_Task description_: Your response must be made up of each line in the data below that contains the string "floor".

_Input data_:
* * *

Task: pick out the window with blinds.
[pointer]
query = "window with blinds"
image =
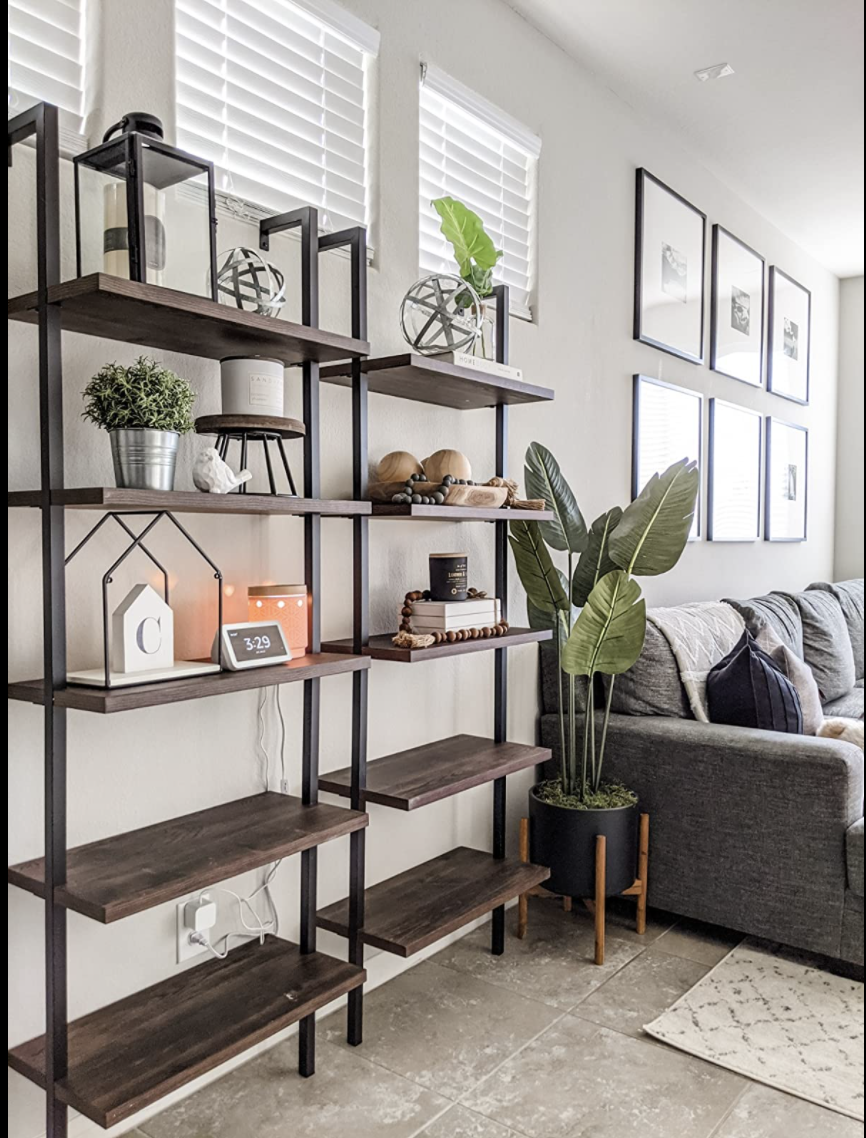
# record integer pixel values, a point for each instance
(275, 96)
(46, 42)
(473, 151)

* * *

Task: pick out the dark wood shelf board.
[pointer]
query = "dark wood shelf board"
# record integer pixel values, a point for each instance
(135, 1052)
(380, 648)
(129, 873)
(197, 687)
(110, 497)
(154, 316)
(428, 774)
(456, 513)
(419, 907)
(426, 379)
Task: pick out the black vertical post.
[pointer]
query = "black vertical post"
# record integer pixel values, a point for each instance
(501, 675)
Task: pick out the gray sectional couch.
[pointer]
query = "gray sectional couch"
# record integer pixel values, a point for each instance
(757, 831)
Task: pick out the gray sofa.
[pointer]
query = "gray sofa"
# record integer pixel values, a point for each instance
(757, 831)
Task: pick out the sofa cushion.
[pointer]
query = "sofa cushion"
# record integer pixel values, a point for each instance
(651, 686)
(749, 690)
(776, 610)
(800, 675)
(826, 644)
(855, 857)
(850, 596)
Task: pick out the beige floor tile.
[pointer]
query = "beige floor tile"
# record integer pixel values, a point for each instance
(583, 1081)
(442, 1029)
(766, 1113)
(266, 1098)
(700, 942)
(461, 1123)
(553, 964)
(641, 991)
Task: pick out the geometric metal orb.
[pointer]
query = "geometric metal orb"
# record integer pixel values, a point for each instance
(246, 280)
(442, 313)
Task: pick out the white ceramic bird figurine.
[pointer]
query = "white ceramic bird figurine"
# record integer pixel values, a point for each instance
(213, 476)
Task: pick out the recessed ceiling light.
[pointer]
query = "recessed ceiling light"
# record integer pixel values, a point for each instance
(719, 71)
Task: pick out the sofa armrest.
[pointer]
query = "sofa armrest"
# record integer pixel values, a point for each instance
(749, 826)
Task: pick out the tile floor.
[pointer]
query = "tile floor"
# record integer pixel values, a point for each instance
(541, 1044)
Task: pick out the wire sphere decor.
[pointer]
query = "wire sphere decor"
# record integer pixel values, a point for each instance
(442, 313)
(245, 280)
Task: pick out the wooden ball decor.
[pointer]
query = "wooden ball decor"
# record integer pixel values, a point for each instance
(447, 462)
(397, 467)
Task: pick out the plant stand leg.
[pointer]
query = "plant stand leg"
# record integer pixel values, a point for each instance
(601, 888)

* * *

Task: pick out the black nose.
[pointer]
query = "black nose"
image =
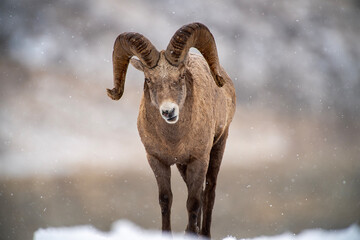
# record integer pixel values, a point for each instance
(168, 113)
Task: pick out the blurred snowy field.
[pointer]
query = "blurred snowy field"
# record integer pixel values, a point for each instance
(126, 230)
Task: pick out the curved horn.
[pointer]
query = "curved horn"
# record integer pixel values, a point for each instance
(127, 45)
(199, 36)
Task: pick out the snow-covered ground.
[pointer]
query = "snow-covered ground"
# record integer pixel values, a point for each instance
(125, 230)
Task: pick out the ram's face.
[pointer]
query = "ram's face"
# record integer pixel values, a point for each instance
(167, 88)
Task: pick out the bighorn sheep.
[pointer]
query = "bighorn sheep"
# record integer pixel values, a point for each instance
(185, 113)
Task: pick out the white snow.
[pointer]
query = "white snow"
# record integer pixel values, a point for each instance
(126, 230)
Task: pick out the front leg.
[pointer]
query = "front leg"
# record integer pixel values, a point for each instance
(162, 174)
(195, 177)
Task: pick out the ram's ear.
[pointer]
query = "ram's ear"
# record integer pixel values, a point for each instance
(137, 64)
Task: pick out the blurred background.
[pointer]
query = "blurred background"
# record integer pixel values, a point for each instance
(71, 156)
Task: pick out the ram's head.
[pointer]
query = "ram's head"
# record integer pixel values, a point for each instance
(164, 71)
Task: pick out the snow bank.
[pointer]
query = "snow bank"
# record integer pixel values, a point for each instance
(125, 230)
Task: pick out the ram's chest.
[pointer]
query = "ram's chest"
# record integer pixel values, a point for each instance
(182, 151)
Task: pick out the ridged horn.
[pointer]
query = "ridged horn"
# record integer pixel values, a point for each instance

* * *

_Your response_:
Task: pick out the beige floor tile.
query = "beige floor tile"
Task: pick out the tile floor.
query = "tile floor"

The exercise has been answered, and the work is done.